▶ [GIVEN EXERCISE]:
Write out these lines exactly as they appear.

[Items from a data source]
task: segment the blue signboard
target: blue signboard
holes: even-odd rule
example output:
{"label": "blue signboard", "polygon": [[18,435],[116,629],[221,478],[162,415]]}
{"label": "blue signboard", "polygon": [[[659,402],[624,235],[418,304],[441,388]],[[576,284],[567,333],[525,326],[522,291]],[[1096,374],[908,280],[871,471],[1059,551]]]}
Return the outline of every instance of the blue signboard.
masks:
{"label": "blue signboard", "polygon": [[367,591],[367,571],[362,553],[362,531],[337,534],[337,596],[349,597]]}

▶ [ANSWER FOR THE TASK]:
task: segment the blue signboard
target: blue signboard
holes: even-odd rule
example output:
{"label": "blue signboard", "polygon": [[18,435],[116,629],[221,478],[162,415]]}
{"label": "blue signboard", "polygon": [[[659,402],[624,235],[418,304],[441,388]],[[576,284],[567,333],[525,326],[522,291]],[[1096,374],[908,280],[871,471],[1059,551]]]}
Return the outline of every instance of the blue signboard.
masks:
{"label": "blue signboard", "polygon": [[367,591],[367,571],[362,553],[362,531],[337,534],[337,596],[349,597]]}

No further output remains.